----- Selection
Digital Spine for Electricity Markets


Decarbonizing electric grids around the world is the single most impactful step we can take to mitigate climate change. Luckily, we are headed in the right direction: renewables and small scale clean energy assets called distributed energy resources or DERs—assets like electric vehicles, rooftop solar systems, batteries, and other flexible electric loads—are being deployed at an unprecedented rate. Unfortunately, it’s not fast enough: to achieve net-zero emissions by 2050, annual clean energy deployment needs to be three times higher than it is today through at least 2030. And if we want to get there, we have to overcome a serious obstacle: today’s electric utilities are not equipped with the tools needed to manage a renewable grid populated with millions upon millions of DERs.
----------
----- Supplied information
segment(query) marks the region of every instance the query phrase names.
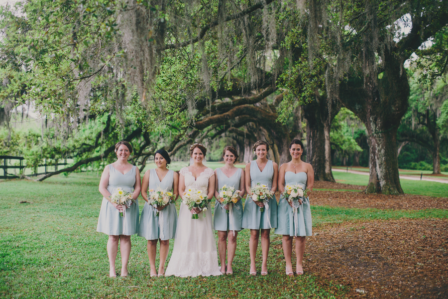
----------
-- Complete the following --
A – Please condense the paragraph of the electricity markets text beginning "Decarbonizing electric grids around the world" into a shorter version that keeps its main facts.
B – Reproduce the part of the electricity markets text that opens with the words containing "Decarbonizing electric grids" and closes with "millions of DERs.".
Rely on the electricity markets text alone.

-- Results of the tasks --
A – Decarbonizing electric grids worldwide is the most impactful step against climate change. Renewables and distributed energy resources (DERs), such as electric vehicles, rooftop solar, batteries, and flexible loads, are being deployed at a record rate, but not fast enough. Reaching net-zero emissions by 2050 requires annual clean energy deployment three times today's level through at least 2030. A major obstacle is that today's utilities lack the tools to manage a renewable grid with millions of DERs.

B –
Decarbonizing electric grids around the world is the single most impactful step we can take to mitigate climate change. Luckily, we are headed in the right direction: renewables and small scale clean energy assets called distributed energy resources or DERs—assets like electric vehicles, rooftop solar systems, batteries, and other flexible electric loads—are being deployed at an unprecedented rate. Unfortunately, it’s not fast enough: to achieve net-zero emissions by 2050, annual clean energy deployment needs to be three times higher than it is today through at least 2030. And if we want to get there, we have to overcome a serious obstacle: today’s electric utilities are not equipped with the tools needed to manage a renewable grid populated with millions upon millions of DERs.